(PASSAGE PROVIDED):
Unless you plan to work to the grave all practice owners need to be thinking “succession planning” at some point – preferably as early as possible. Maybe right even from the beginning of your practice.
Succession planning is simply about working out how to exit the business at your preferred time, in your preferred way, and hopefully at your preferred price. That is definitely worth thinking about right from when you first start your own business.
Achieving the ideal succession planning strategy successfully though is quite a journey, and will involve significant thought and planning together with sustained execution of the plan. There are 6 distinct phases to an ideal business succession plan, and they are:
- Establish the Owners Objectives
- Understanding Where The Value Is
- Building & Maintaining Practice Value
- Creating the Sale
- Completing the Sale
- Personal Planning & Legacy Issues
Establishing the Owners Objectives
At the very beginning of any succession planning you have to answer the essential questions of “what, when, who and how” as they establish the framework of what is trying to be achieved.
- What is it you are going to be selling? Is it just assets (such as a client base), or a “going concern” that includes potential liabilities, is it partial ownership of an entity or structure that caries limitations for incoming owners?
- When do you want to sell it (ideally)? Is the timing driven by your needs and personal plans, or others? Have you considered how much impact timing can have upon price? If timing can have a large impact upon valuation (e.g. if selling a multiple of trail commission on a funds under management book where value can move with market performance and confidence) are you able to prepare the business for rapid sale at a time of premium values?
- Who are you most likely to sell it to? Who would it be most attractive to….an internal successor or an external party? Do you have, or are you building, the type of business which is more attractive to somebody looking to build upon their own sweat equity and create their own income stream for the future, or are you building something which carries potential synergies and leverage for external investors? Are those systems and key IP you might be building of interest only to investors from within the same industry, or are you thinking of a turnkey operation that opens up the possibility of being appealing to external investors that are not looking to work in the business itself?
- How…at this stage is really “how much makes it worthwhile?” What is the price range that makes a future sale worth doing – for you. How much are you wanting, needing, or hoping to get from it that can become a key driver of the investment you will make in positioning the business for optimal succession value, and also trigger the succession process?
Understanding Where The Value Is
One of the key questions at the outset was understanding what it is you are selling – a business, an interest in a business, just an asset sale? It follows that once you have worked out what it is you are selling you need to understand what components add or create value within that. Considerations will include:
- balance sheet, P&L’s and other standard financial measures and reporting. In particular, what areas contribute the greatest value from an investors perspective? What areas might be open to serious negotiation given widely different interpretation (e.g. goodwill, intellectual property values, brand value)?
- current value, and valuation methodology. Apart from what the business is worth now, is this value tested in a range of methodologies such as discounted cash-flow analysis, EBIT, future maintainable earnings x industry multiples, any comparable sales data?
- business structure, and any limitations this may introduce (such as minority shareholders, shareholder agreements, preferred agency arrangements, etc) or additional opportunities it may create (strategic alliances, preferential access arrangements, absolute control or incoming owner, etc). The governing documents of the business (constitutions, resolutions, licensing restrictions or authorizations) can add to, or detract from, the value of the business depending on whether they create certainty and control for investors, or whether they introduce restrictions and limitations.

(DATASET SECTION):

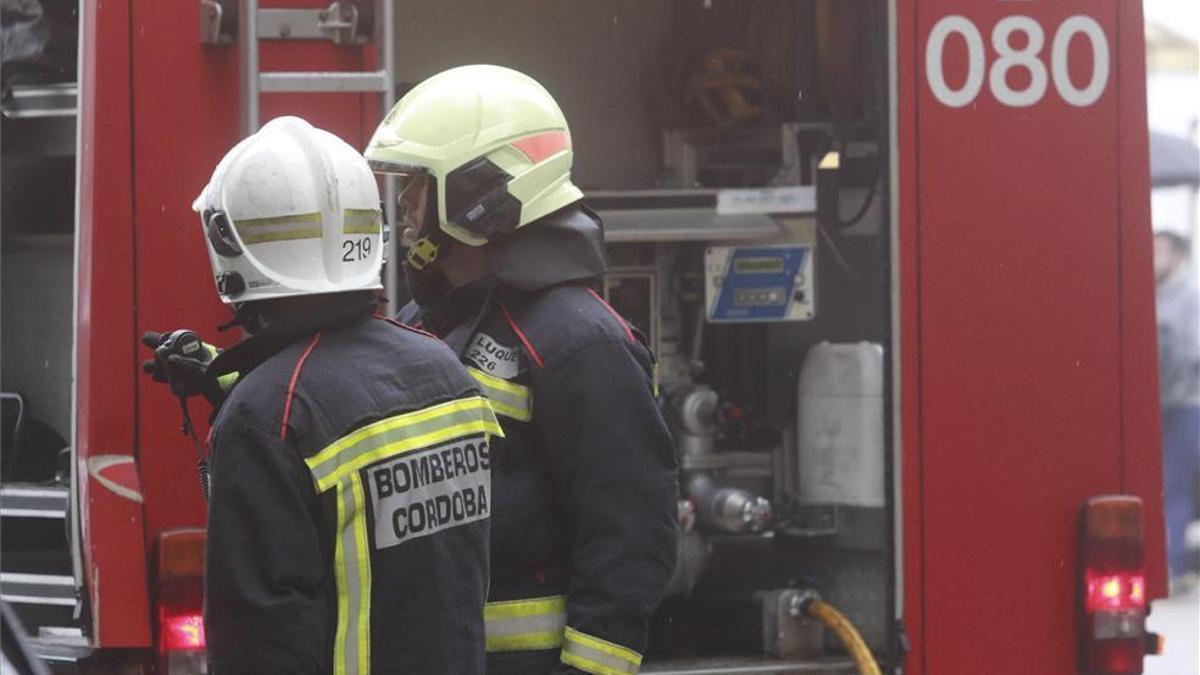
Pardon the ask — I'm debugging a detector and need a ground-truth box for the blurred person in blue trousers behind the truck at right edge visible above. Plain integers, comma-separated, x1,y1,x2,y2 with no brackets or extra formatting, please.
1154,232,1200,581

(PROBLEM 1):
Name each of the phases of an ideal business succession plan listed in the succession planning text.
(PROBLEM 2):
Reproduce word for word the section of the succession planning text starting at "- What is it" and ending at "of premium values?".

(WORKED SOLUTION 1):
- Establish the Owners Objectives
- Understanding Where The Value Is
- Building & Maintaining Practice Value
- Creating the Sale
- Completing the Sale
- Personal Planning & Legacy Issues

(WORKED SOLUTION 2):
- What is it you are going to be selling? Is it just assets (such as a client base), or a “going concern” that includes potential liabilities, is it partial ownership of an entity or structure that caries limitations for incoming owners?
- When do you want to sell it (ideally)? Is the timing driven by your needs and personal plans, or others? Have you considered how much impact timing can have upon price? If timing can have a large impact upon valuation (e.g. if selling a multiple of trail commission on a funds under management book where value can move with market performance and confidence) are you able to prepare the business for rapid sale at a time of premium values?